§ **SET TASK**
Every line below should be repeated exactly.
>> Begin MATERIAL FOR THE TASK
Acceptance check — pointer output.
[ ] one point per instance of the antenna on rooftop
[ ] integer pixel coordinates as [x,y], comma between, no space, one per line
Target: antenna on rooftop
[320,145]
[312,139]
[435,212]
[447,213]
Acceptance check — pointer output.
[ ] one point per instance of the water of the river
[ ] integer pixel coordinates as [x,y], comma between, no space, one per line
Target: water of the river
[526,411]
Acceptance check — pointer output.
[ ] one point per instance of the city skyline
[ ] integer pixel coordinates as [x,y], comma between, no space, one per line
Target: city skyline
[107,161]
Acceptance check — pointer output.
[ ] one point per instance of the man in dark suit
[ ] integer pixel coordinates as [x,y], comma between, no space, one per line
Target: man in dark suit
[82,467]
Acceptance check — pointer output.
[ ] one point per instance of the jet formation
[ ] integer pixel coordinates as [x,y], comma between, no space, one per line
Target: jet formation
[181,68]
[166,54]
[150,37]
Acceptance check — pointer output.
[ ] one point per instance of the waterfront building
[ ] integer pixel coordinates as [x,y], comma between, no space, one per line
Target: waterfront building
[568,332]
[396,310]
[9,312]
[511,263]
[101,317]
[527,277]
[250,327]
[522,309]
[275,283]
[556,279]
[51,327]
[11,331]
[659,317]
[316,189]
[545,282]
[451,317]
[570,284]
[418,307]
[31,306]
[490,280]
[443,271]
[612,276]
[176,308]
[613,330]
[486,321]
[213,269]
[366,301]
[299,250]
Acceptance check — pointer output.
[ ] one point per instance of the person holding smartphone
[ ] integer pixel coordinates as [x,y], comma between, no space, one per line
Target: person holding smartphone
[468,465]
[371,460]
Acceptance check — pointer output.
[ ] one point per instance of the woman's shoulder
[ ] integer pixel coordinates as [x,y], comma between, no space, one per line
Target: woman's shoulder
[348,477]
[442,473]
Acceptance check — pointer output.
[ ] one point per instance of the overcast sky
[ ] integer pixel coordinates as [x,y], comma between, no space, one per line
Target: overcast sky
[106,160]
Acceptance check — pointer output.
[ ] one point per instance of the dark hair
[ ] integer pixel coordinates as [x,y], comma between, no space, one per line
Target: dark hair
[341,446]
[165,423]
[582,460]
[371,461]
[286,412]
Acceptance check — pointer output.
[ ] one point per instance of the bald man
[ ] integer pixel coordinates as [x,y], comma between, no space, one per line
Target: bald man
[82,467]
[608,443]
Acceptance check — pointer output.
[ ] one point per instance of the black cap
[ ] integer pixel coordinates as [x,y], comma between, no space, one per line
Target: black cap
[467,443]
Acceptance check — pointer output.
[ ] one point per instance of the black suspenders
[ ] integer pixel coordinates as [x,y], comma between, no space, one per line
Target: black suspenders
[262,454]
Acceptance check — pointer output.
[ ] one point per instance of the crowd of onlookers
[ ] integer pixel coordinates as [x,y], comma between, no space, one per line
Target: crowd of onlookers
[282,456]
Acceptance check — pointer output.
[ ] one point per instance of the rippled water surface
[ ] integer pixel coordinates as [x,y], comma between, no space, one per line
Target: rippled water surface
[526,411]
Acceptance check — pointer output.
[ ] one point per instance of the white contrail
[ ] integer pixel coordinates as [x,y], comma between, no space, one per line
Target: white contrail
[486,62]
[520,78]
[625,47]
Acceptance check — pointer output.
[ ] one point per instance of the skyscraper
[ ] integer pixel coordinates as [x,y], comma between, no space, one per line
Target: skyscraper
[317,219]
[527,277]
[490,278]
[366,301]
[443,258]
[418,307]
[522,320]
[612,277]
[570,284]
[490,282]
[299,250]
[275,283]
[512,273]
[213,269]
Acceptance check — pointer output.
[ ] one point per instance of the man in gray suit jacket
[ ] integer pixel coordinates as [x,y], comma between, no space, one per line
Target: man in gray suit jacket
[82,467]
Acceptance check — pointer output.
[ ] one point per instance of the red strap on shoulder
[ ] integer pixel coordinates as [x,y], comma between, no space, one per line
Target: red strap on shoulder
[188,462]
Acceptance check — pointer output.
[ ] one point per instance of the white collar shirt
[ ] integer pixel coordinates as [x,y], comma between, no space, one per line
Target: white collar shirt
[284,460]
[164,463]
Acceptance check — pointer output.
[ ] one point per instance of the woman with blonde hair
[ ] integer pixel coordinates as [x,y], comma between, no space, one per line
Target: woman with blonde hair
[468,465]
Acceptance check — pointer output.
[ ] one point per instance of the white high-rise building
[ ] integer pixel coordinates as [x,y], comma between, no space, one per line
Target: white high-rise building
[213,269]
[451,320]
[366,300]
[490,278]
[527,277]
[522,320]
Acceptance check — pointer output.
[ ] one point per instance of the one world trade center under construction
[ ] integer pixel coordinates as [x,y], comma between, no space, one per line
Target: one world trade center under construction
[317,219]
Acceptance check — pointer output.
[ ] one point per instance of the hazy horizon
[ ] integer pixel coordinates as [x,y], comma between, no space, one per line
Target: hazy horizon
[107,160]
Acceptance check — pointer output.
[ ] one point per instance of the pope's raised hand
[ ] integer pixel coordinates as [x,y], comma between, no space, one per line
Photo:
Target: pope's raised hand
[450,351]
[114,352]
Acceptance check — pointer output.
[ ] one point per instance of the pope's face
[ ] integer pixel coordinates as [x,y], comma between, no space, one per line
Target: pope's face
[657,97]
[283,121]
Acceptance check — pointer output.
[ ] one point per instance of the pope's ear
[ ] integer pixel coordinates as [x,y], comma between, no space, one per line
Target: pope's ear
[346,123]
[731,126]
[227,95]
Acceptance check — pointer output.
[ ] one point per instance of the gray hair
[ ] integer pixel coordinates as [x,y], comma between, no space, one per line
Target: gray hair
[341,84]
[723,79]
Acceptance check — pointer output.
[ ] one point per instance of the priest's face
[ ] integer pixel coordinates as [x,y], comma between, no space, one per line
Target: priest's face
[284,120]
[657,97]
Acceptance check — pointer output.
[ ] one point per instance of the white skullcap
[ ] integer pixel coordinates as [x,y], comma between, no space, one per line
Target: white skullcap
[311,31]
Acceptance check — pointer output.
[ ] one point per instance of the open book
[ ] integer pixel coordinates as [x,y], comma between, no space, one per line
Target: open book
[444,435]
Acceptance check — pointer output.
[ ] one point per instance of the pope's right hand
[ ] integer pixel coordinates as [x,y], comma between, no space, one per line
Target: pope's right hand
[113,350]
>> End MATERIAL FOR THE TASK
§ **ANSWER TO THIS TASK**
Acceptance check — pointer output.
[ ] one point per instance of the antenna on rooftop
[ ] integer pixel coordinates as [x,y], comma between, no space, one per line
Target: antenna on rooftop
[320,145]
[312,139]
[435,212]
[447,213]
Acceptance check — pointer output.
[ ] one point per instance of the water of the river
[ ] integer pixel coordinates as [x,y], comma between, no space, one per line
Target: water of the river
[526,411]
Acceptance check — pointer output.
[ ] one point per instance of the city skyline
[ ] integer pixel coordinates as [x,y], comma between, no space, one per line
Target: city skyline
[107,161]
Acceptance check — pointer output.
[ ] one point per instance of the man in dark suit
[ ] integer pixel coordinates as [x,y], comma between, no space, one per line
Target: man in dark suit
[82,467]
Acceptance check — pointer output.
[ ] one point per instance of the jet formation
[ ] integer pixel coordinates as [x,y], comma between, no space, one per line
Target: jet formation
[181,68]
[166,54]
[150,37]
Acceptance check — pointer output.
[ ] one point per instance of the waterfront building
[ ] integer pixel coordinates as [x,y], comma between, no space, one per line
Target: waterfront building
[568,332]
[396,310]
[9,312]
[511,263]
[101,317]
[527,277]
[250,327]
[522,309]
[275,283]
[556,279]
[51,327]
[11,331]
[659,317]
[316,189]
[545,282]
[451,317]
[570,284]
[418,307]
[31,306]
[490,280]
[443,271]
[612,276]
[176,308]
[613,330]
[486,321]
[213,269]
[366,301]
[299,250]
Acceptance check — pointer output.
[ ] one point per instance of the person holding smartphone
[ ] integer pixel coordinates as [x,y], comma between, no space, one per line
Target: person holding smartphone
[468,465]
[371,460]
Acceptance check — pointer output.
[ ] one point per instance of the woman's shoulder
[ ] integer pixel coordinates as [x,y], comma between, no space, one per line
Target: woman's shoulder
[348,477]
[442,473]
Acceptance check — pointer output.
[ ] one point per instance of the overcast sky
[ ] integer pixel coordinates as [x,y], comma between, no space, one per line
Target: overcast sky
[106,160]
Acceptance check — pointer output.
[ ] one point per instance of the dark hair
[ ] integer pixel coordinates as [x,y], comma between, no space, one per line
Target: dark hair
[341,446]
[165,423]
[582,460]
[371,461]
[286,412]
Acceptance check — pointer output.
[ ] one point per instance of the bald man
[ ] integer pixel coordinates as [x,y], comma between, no space, one per line
Target: bald man
[82,467]
[608,443]
Acceptance check — pointer output.
[ ] one point per instance of the black cap
[ ] integer pixel coordinates as [x,y], comma between, no space, one per line
Target: black cap
[467,443]
Acceptance check — pointer output.
[ ] one point per instance of the black suspenders
[ ] integer pixel coordinates as [x,y], comma between, no space, one per line
Target: black suspenders
[262,454]
Acceptance check — pointer output.
[ ] one point per instance of the crowd of onlookers
[ ] integer pixel coordinates as [x,y], comma between, no space, one per line
Target: crowd of onlookers
[282,456]
Acceptance check — pointer output.
[ ] one point per instance of the rippled water surface
[ ] integer pixel coordinates as [x,y], comma between, no space, one per line
Target: rippled water surface
[526,411]
Acceptance check — pointer output.
[ ] one point per instance of the white contrail
[ ] integer pixel coordinates as [x,y], comma between, no space, one per line
Target: white contrail
[486,62]
[520,78]
[625,47]
Acceptance check — pointer output.
[ ] one point per instance of the skyscraper
[ ] integer pixel coordinates as [x,y], comma between, no space, one per line
Target: skyscraper
[317,219]
[527,277]
[490,278]
[366,301]
[443,258]
[418,307]
[522,320]
[612,277]
[570,284]
[490,282]
[299,250]
[275,283]
[512,273]
[213,269]
Acceptance check — pointer output.
[ ] one point per instance of the man in gray suit jacket
[ ] integer pixel coordinates as [x,y], comma between, no space, one per line
Target: man in gray suit jacket
[82,467]
Acceptance check — pointer output.
[ ] one point per instance of the red strap on shoulder
[ ] integer pixel coordinates as [x,y], comma between, no space, one per line
Target: red strap on shoulder
[188,462]
Acceptance check — pointer output.
[ ] one point per instance of the white collar shirt
[ ] integer pixel coordinates as [x,y], comma between, no space, one per line
Target: white collar shirt
[284,460]
[164,463]
Acceptance check — pointer output.
[ ] one point per instance of the woman with blonde hair
[ ] integer pixel coordinates as [x,y], comma between, no space, one per line
Target: woman with blonde hair
[468,465]
Acceptance check — pointer output.
[ ] one point per instance of the white high-rise building
[ ] integer pixel coordinates as [x,y], comma between, no space, one per line
Target: white high-rise building
[213,269]
[451,320]
[366,300]
[490,278]
[527,277]
[522,320]
Acceptance check — pointer output.
[ ] one point per instance of the one world trade center under construction
[ ] integer pixel coordinates as [x,y], comma between, no space, one per line
Target: one world trade center under construction
[317,219]
Acceptance check — pointer output.
[ ] one point per instance of the hazy horizon
[ ] integer pixel coordinates as [x,y], comma between, no space, one per line
Target: hazy horizon
[107,160]
Acceptance check — pointer output.
[ ] one point per instance of the pope's raised hand
[ ] integer pixel coordinates as [x,y], comma between, no space, one per line
Photo:
Target: pope's raised hand
[450,351]
[114,352]
Acceptance check — pointer output.
[ ] one point per instance of the pope's face
[ ] integer pixel coordinates as [x,y], comma between, no space, one per line
Target: pope's face
[657,97]
[283,121]
Acceptance check — pointer output.
[ ] one point per instance of the pope's ear
[ ] integer pixel coordinates as [x,y], comma between, no space, one per line
Target: pope's ear
[346,123]
[731,126]
[227,95]
Acceptance check — pointer output.
[ ] one point per instance of the gray hair
[ ] integer pixel coordinates as [x,y], comma between, no space, one per line
Target: gray hair
[341,84]
[723,79]
Acceptance check — pointer output.
[ ] one point per instance of the priest's face
[ ] integer pixel coordinates as [x,y], comma between, no space, one per line
Target: priest's face
[284,120]
[657,97]
Acceptance check — pointer output.
[ ] one point per instance of the white skullcap
[ ] integer pixel coordinates as [x,y], comma between, no space, one per line
Target: white skullcap
[311,31]
Acceptance check — pointer output.
[ ] one point per instance of the open book
[ ] integer pixel coordinates as [x,y], comma between, no space, one per line
Target: open book
[444,435]
Acceptance check — pointer output.
[ ] one point per instance of the pope's right hand
[ ] integer pixel coordinates as [x,y], comma between, no space, one per line
Target: pope's right hand
[113,350]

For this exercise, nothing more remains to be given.